§ **RECORDS FOR THE EXERCISE**:
==================================================
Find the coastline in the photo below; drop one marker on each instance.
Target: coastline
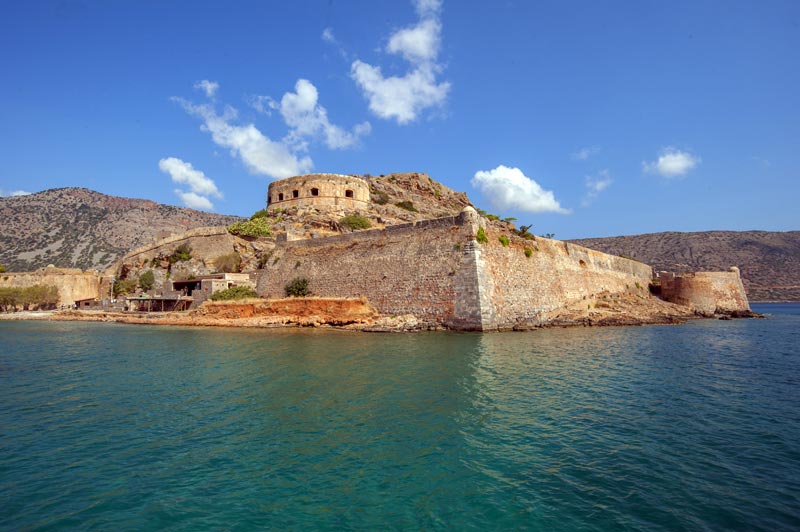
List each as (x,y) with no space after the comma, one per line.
(358,315)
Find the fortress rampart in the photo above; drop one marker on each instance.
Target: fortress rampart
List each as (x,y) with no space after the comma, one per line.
(437,271)
(72,285)
(318,190)
(706,292)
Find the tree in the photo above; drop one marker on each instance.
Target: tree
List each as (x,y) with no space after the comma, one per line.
(297,288)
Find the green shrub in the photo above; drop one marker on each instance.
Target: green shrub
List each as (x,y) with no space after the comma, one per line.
(355,222)
(229,263)
(297,288)
(147,280)
(182,253)
(234,292)
(257,227)
(407,205)
(260,214)
(524,232)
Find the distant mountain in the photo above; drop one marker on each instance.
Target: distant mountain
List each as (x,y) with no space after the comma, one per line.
(81,228)
(769,261)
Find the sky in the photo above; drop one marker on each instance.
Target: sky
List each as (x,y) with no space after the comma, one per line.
(582,118)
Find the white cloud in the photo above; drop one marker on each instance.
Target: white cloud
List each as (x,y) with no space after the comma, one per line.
(595,185)
(184,173)
(262,104)
(584,153)
(13,193)
(194,201)
(307,119)
(671,163)
(509,188)
(327,36)
(403,98)
(259,154)
(208,87)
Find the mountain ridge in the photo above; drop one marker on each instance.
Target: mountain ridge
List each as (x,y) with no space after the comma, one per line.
(76,227)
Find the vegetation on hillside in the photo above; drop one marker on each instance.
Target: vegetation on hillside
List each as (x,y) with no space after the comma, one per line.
(234,292)
(355,222)
(255,227)
(298,287)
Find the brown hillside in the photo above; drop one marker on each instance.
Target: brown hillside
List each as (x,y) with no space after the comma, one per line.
(769,261)
(80,228)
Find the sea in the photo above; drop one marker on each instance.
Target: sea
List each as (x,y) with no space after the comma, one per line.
(127,427)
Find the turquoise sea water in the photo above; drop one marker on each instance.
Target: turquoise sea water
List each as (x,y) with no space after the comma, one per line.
(121,427)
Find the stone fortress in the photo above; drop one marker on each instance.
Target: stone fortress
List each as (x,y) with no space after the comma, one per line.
(446,265)
(318,190)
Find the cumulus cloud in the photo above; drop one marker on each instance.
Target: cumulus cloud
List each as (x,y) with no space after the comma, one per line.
(208,87)
(259,154)
(595,185)
(194,201)
(671,163)
(327,36)
(403,98)
(262,104)
(12,193)
(584,153)
(509,188)
(184,173)
(307,119)
(200,186)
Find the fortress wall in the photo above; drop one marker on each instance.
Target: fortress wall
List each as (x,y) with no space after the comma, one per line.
(409,268)
(205,242)
(72,284)
(521,289)
(706,292)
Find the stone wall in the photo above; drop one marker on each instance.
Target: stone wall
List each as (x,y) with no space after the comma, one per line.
(706,292)
(521,288)
(204,241)
(72,285)
(402,269)
(318,190)
(436,270)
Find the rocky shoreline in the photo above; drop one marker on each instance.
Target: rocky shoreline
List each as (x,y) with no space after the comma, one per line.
(604,310)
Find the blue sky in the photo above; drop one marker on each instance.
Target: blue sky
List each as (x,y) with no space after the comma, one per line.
(581,118)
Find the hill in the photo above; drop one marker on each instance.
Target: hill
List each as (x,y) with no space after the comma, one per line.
(81,228)
(769,261)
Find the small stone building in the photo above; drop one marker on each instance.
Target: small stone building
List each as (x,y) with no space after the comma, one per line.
(318,190)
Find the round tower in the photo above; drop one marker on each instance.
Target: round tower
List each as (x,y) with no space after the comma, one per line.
(318,190)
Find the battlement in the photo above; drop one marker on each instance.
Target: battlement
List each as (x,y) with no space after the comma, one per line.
(318,190)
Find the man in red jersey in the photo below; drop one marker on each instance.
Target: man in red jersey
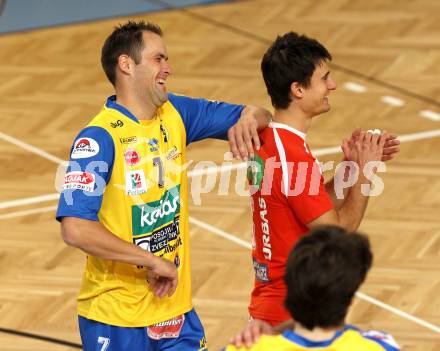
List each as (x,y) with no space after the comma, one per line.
(288,191)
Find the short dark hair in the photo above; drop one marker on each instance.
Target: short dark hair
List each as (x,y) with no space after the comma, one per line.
(291,58)
(323,272)
(125,39)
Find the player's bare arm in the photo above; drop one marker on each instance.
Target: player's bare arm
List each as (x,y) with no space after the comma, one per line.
(243,136)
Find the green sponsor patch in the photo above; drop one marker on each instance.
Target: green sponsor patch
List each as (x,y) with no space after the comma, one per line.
(148,217)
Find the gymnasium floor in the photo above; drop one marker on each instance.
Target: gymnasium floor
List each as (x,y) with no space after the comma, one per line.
(386,63)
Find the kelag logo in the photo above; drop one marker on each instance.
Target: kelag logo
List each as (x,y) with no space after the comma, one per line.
(147,217)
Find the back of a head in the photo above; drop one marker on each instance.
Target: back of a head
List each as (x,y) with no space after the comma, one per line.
(323,272)
(291,58)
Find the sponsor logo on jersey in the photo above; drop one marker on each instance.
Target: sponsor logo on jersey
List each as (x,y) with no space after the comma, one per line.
(255,172)
(79,180)
(84,147)
(147,217)
(177,260)
(117,124)
(173,153)
(159,239)
(261,271)
(128,140)
(169,329)
(153,144)
(135,183)
(131,157)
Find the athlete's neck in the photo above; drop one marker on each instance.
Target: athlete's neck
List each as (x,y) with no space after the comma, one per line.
(139,107)
(293,117)
(316,334)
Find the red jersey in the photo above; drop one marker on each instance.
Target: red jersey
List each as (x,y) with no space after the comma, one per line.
(288,192)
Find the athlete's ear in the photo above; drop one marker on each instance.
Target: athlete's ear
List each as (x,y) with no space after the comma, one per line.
(297,90)
(125,63)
==================================================
§ **TASK DIRECTIONS**: Print the complete listing exactly, apart from any pictures.

§ **EXPECTED ANSWER**:
Find the coastline in the photo below; drop one marker on each instance.
Target: coastline
List each as (x,y) with no space after the comma, one per line.
(358,315)
Find the fortress rampart in the photo above; drop one marker on each instance.
Target: fortress rampart
List each as (x,y) with no space after the comma, one per line.
(437,271)
(72,285)
(318,190)
(706,292)
Find the tree in the photo above; drop one marker on each instance.
Target: tree
List each as (x,y) with no space after the comma, one per line.
(297,288)
Find the green shrub in the photo above; drop one marker on each instance.
Target: green shrub
List each as (x,y) with no space after the comma, one per line.
(355,222)
(229,263)
(297,288)
(147,280)
(182,253)
(234,292)
(257,227)
(407,205)
(260,214)
(524,232)
Find the distant mountain in the photo above; drop one marker on each instance.
Target: distant mountain
List each as (x,y) with no space after the comma, one per line.
(81,228)
(769,261)
Find the sky in the photo above; drop one marker on each instance.
Target: sky
List each as (x,y) with no space after the comma, one per line.
(582,118)
Find the white cloud in the photo above; drop one marker on each instance.
Target: white cloud
List each as (x,y) with no space after the comma, one per line.
(595,185)
(184,173)
(262,104)
(584,153)
(13,193)
(194,201)
(307,119)
(671,163)
(509,188)
(327,36)
(403,98)
(259,154)
(208,87)
Find the mountain ridge in the photo above; drop one marker on each instance.
Target: mountain ridge
List each as (x,y) with no space after the comma, one per line.
(76,227)
Find the vegetation on hillside in the photo above; drop one marker on each instance.
Target: vegetation on hillside
List each as (x,y) with no space after the comma, one per line.
(234,292)
(355,222)
(255,227)
(298,287)
Find the brown hillside in the photo above; drop one marker on each instance.
Target: brown hillside
List each as (x,y) with no space after the comma, one per line.
(769,261)
(80,228)
Find the sea in the photo above; drop one marker on each instance.
Target: sea
List each as (x,y) with no space after the comma, one per line.
(127,427)
Find the turquoise sea water in the photo above; drop one marker on each instance.
Target: turquoise sea water
List each as (x,y) with no space after the comma, one per line.
(121,427)
Find the stone fortress in the photo above; drop one marker on each instance.
Target: stone fortress
List each as (x,y) with no space after the comma, one per line.
(446,265)
(318,190)
Find the cumulus cloud in the photo above; drop one marker on each instance.
Target: cumulus cloud
List each as (x,y) with no space after the comma, one per line.
(208,87)
(259,154)
(595,185)
(194,201)
(671,163)
(327,36)
(403,98)
(262,104)
(12,193)
(584,153)
(509,188)
(184,173)
(307,119)
(200,186)
Find the fortress wall in the photo above; drop one marker on each instance.
Target: fortress wall
List each as (x,y) with no space after the comma, one per line.
(409,268)
(205,242)
(72,284)
(521,289)
(706,292)
Find the stone wall in the photo above; drop one marker on each instance.
Target: stone wall
List each as (x,y) with no space after the comma, one per line.
(706,292)
(521,288)
(204,241)
(72,285)
(402,269)
(318,190)
(436,270)
Find the rocky shoreline in the photo above; drop one marker on each instance.
Target: rocky shoreline
List each as (x,y) with no space after the comma, one per line.
(604,310)
Find the blue sky in the photo above; drop one marker on each instance.
Target: blue sky
List each as (x,y) with no space after the comma, one per line.
(581,118)
Find the hill in the photo above; drop one marker on each instance.
Target: hill
List each as (x,y) with no space after the comma, one per line.
(81,228)
(769,261)
Find the small stone building in the photo above; drop one marker on each instance.
Target: small stone building
List each as (x,y) with no space after the comma, one per line.
(318,190)
Find the round tower in the photo above; drop one marker on each instance.
Target: round tower
List each as (x,y) with no space after the comma, one per line.
(318,190)
Find the battlement in the photo above; drop one marker on each instance.
Target: battlement
List each as (x,y) with no space after the comma, one per line.
(318,190)
Find the man in red jersey in the photo below; drop one marker on each instance.
Target: man in red jersey
List each as (x,y) with no space after the comma, one per line.
(288,191)
Find the short dark hair in the photo above; drop one marker on each instance.
Target: short dark hair
List each as (x,y) with no space after the comma, one per line.
(291,58)
(323,272)
(125,39)
Find the player's bare arm in the photo above; drop one marker on each instance.
Target: player's bare arm
List each as (x,y) with no space after the comma, one per line.
(243,136)
Find the green sponsor patch in the photo above; drop one marker on each instance.
Target: green sponsor patch
List each as (x,y) with no space after the comma, one per line.
(148,217)
Find the gymnasium floor in the photo above; drop one marker on each instance.
Target: gymnasium floor
List each as (x,y) with no space after the comma, one per line.
(386,63)
Find the kelag logo in the photo above; drop one marker on each instance.
Target: kelag logo
List each as (x,y) with no space after the comma, one per line.
(147,217)
Find the back of a head in the photo above; drop one marker on each instance.
Target: back of a head
List each as (x,y) with no space after the comma, one per line.
(323,272)
(291,58)
Find the sponsor logo on jersey in the photo above; drop one marker on each instance.
Target: sponsor logo on jersey
List each as (x,y) with no space after the comma, one per line.
(255,172)
(79,180)
(84,147)
(147,217)
(177,260)
(117,124)
(173,153)
(159,239)
(261,271)
(128,140)
(169,329)
(153,144)
(135,183)
(131,157)
Find the athlete's neck in the photo above; drop one marker on each instance.
Target: athlete's neck
List each as (x,y) with no space after the comma, one per line.
(139,107)
(293,117)
(316,334)
Find the red jersey in the photo above; drop one marker on each instance.
Target: red jersey
List each as (x,y) with no space after the comma, one per line.
(288,192)
Find the athlete's ear in the photo above; drop one marker on each instance.
Target: athlete's ear
List each as (x,y) with no space after the comma, one per line.
(297,90)
(125,63)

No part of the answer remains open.